▶ _Supplied entries_:

------------------------------------------------------------

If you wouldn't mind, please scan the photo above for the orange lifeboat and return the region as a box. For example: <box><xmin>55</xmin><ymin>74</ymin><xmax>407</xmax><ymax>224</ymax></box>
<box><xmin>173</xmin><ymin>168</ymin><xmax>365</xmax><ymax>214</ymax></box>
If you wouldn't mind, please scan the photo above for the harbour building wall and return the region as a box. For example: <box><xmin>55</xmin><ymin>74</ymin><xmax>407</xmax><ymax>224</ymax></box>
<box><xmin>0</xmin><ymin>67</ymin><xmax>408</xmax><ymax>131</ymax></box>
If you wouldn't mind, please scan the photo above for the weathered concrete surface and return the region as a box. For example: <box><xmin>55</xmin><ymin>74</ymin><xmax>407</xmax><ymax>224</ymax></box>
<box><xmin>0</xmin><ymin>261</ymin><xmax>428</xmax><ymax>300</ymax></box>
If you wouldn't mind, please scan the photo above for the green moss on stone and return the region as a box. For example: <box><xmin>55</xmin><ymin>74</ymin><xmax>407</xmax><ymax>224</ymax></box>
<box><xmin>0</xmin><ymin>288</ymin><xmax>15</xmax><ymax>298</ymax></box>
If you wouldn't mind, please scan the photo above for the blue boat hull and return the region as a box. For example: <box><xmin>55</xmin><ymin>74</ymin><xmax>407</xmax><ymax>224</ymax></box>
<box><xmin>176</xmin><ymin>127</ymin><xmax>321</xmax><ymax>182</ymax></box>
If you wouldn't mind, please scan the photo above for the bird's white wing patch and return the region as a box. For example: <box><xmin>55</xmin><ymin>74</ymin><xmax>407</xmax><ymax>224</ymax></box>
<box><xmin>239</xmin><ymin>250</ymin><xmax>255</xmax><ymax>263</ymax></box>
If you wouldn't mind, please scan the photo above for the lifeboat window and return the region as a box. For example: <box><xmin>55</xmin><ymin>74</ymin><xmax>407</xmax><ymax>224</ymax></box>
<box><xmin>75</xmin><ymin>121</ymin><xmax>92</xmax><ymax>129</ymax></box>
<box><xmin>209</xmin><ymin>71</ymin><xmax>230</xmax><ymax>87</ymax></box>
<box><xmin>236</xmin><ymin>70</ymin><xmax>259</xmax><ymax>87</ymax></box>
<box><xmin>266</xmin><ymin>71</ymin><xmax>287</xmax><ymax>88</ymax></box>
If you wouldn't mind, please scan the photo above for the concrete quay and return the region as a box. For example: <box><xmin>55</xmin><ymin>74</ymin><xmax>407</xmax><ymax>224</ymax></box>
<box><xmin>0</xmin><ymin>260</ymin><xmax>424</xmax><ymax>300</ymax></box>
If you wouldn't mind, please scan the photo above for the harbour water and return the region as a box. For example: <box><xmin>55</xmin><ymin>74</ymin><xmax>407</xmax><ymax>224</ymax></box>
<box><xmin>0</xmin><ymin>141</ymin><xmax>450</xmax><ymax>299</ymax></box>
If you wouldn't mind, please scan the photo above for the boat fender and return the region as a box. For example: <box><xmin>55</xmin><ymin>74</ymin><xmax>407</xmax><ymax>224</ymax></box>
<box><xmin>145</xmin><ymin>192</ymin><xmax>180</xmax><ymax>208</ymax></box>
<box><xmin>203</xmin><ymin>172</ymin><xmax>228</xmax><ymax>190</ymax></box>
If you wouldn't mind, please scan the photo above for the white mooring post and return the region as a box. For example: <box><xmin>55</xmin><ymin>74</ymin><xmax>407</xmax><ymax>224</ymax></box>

------------------------------------------------------------

▶ _What you are asked to do_: Report how many lines of the material above contain the string "hull", with case counting, and give only that number.

▶ _Exercise output_: 1